» What the task requires
Reproduce the stretch from the start of the material through the line containing "250), (105, 255)]", requests included, and shift every point coordinate in the answers by adding 11 to each number.

+++ Records provided

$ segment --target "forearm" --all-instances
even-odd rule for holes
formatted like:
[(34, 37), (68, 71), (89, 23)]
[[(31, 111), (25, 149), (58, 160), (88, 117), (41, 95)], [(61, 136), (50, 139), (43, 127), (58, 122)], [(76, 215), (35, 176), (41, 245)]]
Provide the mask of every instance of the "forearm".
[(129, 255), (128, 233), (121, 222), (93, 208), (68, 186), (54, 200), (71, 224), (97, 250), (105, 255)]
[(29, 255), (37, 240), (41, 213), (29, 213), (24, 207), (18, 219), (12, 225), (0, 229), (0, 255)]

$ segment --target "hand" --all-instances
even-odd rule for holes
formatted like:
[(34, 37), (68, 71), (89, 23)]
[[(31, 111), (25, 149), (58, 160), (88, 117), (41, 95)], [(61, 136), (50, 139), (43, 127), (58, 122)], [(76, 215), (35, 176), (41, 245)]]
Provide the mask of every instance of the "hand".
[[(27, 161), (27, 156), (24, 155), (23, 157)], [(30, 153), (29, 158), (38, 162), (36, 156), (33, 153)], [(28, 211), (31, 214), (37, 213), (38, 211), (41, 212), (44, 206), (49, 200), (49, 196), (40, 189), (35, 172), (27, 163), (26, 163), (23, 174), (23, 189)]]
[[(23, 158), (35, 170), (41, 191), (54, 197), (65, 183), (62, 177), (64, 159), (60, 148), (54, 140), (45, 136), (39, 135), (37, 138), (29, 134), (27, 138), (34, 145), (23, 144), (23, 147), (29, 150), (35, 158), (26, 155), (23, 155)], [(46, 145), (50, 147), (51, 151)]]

++++++

» Task solution
$ segment --target "forearm" --all-instances
even-odd rule for holes
formatted like:
[(34, 37), (68, 71), (89, 23)]
[[(31, 111), (25, 149), (58, 160), (88, 117), (41, 95)], [(61, 136), (50, 139), (43, 127), (58, 122)], [(76, 215), (35, 176), (41, 245)]]
Provide the mask of every instance of the "forearm".
[(140, 266), (139, 244), (132, 233), (104, 219), (79, 197), (65, 211), (82, 235), (108, 261), (116, 266)]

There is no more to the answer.